- **GIVEN EXERCISE**: Copy the listing below verbatim, from the line containing "Indicate the number" through the line containing "pixel 742 328", including both of those lines and nothing outside them.

- **INPUT DATA**:
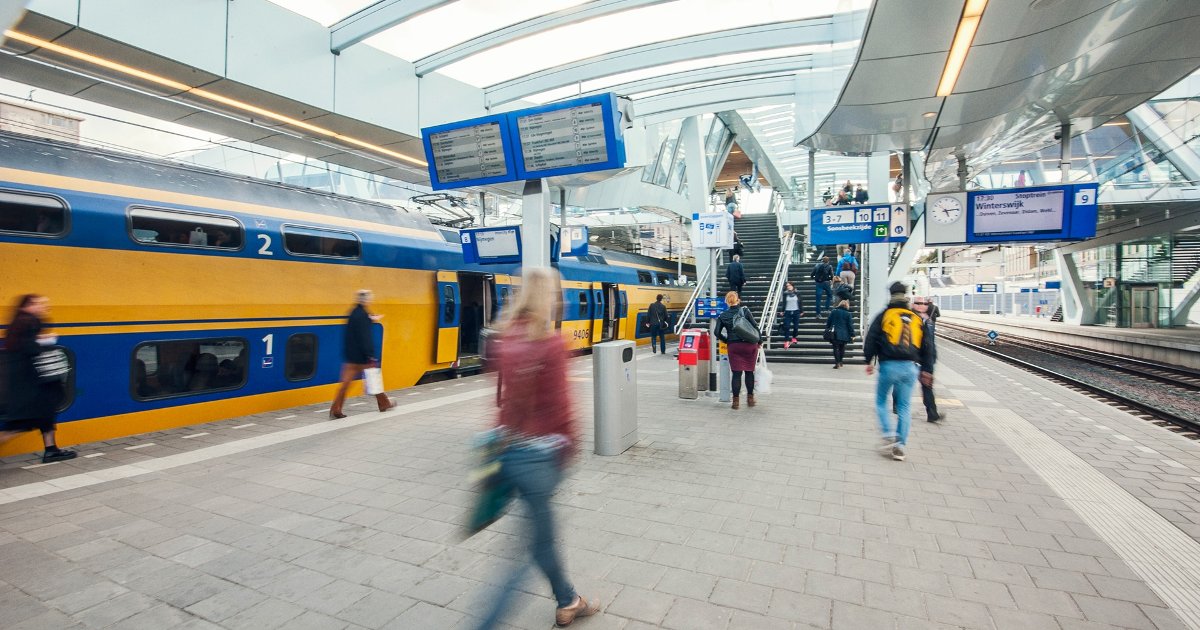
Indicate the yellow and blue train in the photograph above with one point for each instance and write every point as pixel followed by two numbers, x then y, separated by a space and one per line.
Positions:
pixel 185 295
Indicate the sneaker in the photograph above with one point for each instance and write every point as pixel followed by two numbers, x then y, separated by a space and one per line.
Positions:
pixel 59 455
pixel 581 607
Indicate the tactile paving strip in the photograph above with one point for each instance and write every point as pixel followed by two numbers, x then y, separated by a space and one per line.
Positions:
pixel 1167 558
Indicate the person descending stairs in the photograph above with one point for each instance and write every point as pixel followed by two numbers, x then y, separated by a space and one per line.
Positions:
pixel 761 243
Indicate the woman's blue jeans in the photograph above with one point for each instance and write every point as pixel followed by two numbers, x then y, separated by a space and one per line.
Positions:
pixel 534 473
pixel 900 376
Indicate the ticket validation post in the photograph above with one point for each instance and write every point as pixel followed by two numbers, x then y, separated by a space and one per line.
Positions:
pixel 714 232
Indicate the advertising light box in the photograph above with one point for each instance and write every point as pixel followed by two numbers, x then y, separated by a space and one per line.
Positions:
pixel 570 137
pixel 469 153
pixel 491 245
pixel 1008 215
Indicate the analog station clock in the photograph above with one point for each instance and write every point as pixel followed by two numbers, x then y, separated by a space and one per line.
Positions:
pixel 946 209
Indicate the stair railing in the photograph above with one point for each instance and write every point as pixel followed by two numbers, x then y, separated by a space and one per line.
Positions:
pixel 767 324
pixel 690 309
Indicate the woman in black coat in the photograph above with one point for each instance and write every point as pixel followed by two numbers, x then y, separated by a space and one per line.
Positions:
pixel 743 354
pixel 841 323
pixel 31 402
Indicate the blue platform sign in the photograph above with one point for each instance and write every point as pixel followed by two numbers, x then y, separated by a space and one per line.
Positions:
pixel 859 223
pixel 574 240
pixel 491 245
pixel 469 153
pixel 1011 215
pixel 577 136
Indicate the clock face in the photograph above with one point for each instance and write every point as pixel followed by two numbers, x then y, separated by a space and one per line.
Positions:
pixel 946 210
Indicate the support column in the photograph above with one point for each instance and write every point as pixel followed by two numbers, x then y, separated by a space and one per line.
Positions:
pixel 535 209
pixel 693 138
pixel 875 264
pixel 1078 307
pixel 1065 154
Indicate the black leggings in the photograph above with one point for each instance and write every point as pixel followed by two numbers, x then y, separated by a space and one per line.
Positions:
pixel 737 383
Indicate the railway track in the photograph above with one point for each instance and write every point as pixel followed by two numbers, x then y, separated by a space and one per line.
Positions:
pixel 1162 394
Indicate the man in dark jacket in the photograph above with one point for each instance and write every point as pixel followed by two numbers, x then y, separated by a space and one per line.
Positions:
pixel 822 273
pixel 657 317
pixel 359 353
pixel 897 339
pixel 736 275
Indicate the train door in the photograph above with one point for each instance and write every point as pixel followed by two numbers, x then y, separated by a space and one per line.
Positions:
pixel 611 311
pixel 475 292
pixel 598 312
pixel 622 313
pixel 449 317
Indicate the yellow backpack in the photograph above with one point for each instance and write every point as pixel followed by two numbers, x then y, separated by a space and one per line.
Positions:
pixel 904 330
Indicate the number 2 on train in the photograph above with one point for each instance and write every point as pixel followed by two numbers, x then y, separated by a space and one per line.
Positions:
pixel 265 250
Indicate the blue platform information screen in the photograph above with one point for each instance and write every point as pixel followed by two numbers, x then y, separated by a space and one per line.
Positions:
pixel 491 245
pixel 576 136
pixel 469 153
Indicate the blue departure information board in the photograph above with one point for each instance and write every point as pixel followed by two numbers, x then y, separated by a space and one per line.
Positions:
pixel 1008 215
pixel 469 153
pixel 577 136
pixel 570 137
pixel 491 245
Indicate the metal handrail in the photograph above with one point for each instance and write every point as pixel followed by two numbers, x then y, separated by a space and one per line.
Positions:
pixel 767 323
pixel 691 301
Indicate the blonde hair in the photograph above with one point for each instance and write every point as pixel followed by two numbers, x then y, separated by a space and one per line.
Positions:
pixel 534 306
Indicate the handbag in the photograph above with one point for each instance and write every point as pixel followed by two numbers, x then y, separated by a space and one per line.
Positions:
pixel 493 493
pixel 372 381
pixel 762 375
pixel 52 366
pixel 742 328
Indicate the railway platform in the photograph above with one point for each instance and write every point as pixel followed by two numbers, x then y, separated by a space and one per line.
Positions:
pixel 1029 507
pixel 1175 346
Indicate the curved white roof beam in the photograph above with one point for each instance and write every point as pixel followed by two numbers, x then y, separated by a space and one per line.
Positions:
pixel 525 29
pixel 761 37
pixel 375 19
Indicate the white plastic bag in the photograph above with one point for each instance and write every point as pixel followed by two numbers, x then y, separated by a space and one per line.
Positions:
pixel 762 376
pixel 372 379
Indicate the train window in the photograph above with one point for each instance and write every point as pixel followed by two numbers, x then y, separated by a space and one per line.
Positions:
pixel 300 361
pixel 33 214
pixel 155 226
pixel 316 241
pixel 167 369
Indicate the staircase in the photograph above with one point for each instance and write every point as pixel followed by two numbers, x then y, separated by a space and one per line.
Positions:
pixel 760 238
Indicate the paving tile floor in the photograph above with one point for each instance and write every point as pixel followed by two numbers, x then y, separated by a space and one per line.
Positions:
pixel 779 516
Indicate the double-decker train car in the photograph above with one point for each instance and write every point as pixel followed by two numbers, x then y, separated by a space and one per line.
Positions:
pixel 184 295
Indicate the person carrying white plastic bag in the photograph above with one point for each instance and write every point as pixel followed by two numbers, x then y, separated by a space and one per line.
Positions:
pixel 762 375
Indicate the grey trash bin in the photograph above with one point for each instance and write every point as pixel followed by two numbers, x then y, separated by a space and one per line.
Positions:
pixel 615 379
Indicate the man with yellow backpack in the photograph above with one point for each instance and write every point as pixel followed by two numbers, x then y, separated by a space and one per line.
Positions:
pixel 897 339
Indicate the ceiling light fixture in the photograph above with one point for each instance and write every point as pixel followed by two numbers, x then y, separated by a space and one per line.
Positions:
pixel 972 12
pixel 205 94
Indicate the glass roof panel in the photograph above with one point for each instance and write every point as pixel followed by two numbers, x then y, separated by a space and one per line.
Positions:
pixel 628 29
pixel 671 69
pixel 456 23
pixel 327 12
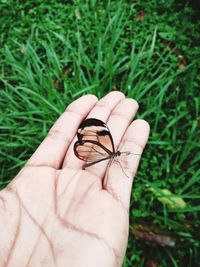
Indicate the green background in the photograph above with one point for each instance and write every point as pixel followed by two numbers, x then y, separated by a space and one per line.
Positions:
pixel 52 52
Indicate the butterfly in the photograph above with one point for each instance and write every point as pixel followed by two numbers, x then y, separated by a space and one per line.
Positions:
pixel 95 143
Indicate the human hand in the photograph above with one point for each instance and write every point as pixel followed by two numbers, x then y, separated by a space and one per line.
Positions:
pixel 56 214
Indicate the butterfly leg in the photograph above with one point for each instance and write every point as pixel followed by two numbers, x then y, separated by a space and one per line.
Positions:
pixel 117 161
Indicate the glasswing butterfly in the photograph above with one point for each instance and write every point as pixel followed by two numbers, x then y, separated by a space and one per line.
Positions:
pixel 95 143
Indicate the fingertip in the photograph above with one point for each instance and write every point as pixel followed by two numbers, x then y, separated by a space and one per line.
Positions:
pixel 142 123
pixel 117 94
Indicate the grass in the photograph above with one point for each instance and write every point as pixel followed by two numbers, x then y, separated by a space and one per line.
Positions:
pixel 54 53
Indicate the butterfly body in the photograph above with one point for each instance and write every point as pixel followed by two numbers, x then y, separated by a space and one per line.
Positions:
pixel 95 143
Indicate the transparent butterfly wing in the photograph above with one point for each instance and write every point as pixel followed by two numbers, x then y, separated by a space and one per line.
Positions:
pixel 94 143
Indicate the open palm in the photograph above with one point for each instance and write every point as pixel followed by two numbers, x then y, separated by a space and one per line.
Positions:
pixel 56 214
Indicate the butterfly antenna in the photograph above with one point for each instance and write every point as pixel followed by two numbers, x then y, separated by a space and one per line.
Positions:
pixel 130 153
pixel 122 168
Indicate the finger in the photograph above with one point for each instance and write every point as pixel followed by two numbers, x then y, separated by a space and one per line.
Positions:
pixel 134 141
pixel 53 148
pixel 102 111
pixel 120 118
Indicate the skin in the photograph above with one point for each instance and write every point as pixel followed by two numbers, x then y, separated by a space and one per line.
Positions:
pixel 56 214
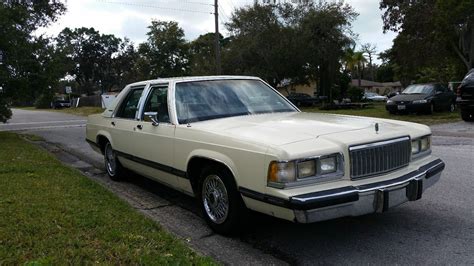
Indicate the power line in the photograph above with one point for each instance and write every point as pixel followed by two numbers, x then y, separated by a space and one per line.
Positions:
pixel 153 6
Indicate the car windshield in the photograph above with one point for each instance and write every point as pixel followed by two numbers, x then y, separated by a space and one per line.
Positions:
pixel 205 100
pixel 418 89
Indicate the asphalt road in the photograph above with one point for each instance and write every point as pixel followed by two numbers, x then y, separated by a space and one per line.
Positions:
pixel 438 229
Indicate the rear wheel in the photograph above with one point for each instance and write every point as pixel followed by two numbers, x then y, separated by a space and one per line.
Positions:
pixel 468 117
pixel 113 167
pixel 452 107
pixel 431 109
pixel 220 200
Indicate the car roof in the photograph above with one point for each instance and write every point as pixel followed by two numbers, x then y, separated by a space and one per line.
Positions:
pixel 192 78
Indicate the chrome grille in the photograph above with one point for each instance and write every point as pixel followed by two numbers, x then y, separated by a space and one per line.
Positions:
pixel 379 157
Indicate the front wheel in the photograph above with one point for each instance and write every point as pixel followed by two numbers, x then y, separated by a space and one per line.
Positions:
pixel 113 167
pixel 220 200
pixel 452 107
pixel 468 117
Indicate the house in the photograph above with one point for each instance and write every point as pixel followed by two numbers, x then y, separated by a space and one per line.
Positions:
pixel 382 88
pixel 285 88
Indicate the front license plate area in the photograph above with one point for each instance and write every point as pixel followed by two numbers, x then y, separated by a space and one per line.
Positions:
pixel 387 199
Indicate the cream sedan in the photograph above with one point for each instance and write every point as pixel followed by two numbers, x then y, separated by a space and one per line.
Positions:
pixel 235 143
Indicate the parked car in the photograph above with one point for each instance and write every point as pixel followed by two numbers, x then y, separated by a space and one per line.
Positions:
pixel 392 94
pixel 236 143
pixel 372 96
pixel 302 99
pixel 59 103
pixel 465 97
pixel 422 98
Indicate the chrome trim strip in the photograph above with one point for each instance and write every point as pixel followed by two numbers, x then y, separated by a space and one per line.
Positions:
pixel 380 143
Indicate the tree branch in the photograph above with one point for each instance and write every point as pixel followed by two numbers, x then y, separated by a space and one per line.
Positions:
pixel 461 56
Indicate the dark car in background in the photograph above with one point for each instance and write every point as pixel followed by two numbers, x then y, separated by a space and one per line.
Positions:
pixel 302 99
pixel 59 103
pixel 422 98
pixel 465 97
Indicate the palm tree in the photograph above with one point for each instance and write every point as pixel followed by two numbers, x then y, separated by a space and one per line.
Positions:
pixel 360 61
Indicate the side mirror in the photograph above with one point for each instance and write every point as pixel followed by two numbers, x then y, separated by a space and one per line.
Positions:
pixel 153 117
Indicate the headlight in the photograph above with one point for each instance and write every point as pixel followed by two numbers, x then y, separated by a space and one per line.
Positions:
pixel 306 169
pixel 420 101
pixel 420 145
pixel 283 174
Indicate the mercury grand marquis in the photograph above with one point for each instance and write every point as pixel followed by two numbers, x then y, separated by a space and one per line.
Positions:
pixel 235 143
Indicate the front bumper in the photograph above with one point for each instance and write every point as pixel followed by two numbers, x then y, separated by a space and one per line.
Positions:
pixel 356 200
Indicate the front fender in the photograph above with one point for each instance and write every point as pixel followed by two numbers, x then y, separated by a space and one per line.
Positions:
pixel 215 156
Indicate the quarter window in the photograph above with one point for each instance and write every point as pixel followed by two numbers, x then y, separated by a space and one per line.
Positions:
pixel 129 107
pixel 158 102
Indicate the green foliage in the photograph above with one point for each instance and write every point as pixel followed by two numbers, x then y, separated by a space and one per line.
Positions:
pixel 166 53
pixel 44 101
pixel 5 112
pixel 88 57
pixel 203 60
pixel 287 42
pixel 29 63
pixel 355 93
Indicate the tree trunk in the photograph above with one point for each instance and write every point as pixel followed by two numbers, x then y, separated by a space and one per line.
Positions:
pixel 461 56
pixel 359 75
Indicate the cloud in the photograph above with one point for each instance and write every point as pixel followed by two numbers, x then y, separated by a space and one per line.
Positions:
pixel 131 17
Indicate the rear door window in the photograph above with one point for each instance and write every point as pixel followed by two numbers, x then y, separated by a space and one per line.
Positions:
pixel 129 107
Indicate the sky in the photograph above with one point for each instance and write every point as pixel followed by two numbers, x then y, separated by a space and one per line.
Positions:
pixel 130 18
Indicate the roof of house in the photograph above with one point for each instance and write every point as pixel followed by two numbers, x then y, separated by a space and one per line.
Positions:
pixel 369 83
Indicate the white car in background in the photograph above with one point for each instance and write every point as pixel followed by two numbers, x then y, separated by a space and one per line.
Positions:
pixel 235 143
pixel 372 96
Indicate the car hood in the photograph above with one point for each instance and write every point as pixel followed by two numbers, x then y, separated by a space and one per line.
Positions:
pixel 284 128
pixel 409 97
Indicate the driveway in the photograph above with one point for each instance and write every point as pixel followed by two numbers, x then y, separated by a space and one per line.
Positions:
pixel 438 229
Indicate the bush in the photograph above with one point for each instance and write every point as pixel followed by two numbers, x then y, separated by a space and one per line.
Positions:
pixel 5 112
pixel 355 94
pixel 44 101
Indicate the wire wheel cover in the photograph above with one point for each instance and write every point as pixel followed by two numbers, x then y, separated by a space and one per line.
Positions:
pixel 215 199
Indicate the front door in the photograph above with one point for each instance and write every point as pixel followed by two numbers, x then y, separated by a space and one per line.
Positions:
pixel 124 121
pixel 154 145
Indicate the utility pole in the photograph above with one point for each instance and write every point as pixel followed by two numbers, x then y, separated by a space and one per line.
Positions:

- **SOLUTION TO THIS TASK**:
Indicate the number 2 on train in the photograph above with one point for each instance and write every point as pixel followed by two numbers, x then y, separated by a space and one per line.
Positions:
pixel 265 250
Indicate the blue platform information screen in the photograph above with one point for each instance and write every point as pixel followed by two numbers, x then y, separated by a space and one per line.
Positions:
pixel 491 245
pixel 576 136
pixel 469 153
Indicate the blue departure information board in the photograph above with one point for each instance and write every point as pixel followed by two numbers, x then y, separated by a space and one per line.
Positions:
pixel 1008 215
pixel 469 153
pixel 577 136
pixel 570 137
pixel 491 245
Indicate the metal handrail in the photograph above with one point for each instance and write every point as pixel followed by two numbers, x then y, separated by a space and one per line.
Positions:
pixel 767 323
pixel 691 301
Indicate the blonde hair in the photograph above with one point for each instance and write every point as pixel followed by two numbers, x then y, separated by a space and one per line.
Positions:
pixel 534 306
Indicate the handbag in the photograph above with one point for each instance and write every point as pixel followed by two numbers, x then y, separated by a space and one per line.
Positions:
pixel 493 493
pixel 372 381
pixel 762 375
pixel 52 366
pixel 742 328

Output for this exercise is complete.